• **What this task involves**:
The required output is the line containing "Every firefighter in" followed by every later line through the end of the data, all reproduced exactly.

• • • • • • •

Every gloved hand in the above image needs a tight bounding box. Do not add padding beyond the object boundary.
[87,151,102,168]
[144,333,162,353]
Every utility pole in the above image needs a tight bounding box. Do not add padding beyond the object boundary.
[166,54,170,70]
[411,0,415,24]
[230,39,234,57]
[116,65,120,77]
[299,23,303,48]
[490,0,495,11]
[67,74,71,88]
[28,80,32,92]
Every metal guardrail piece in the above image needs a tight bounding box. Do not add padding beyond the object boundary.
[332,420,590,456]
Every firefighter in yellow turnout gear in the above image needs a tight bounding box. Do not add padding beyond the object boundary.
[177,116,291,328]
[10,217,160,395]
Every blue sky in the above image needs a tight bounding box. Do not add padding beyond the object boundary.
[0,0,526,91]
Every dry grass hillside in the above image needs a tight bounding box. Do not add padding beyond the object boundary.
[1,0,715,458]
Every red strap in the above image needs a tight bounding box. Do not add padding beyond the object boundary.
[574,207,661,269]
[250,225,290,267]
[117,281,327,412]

• • • • • • •

• **Result**:
Every firefighter in yellow turnout gear in the above image needs a tight bounding box. Do not add padding beyond the object boundary.
[177,116,291,328]
[10,217,160,395]
Every blue sky in the above image needs a tight bounding box. Do not add padding beyond the object boundary.
[0,0,526,91]
Every dry grass hillside in the above image needs a tight bounding box. Do not add padding beyond the object boundary.
[1,0,715,458]
Every red strap in the above image needs a tight bounding box. Do not add padding beyond the object boundary.
[574,207,661,269]
[250,225,290,267]
[117,281,327,412]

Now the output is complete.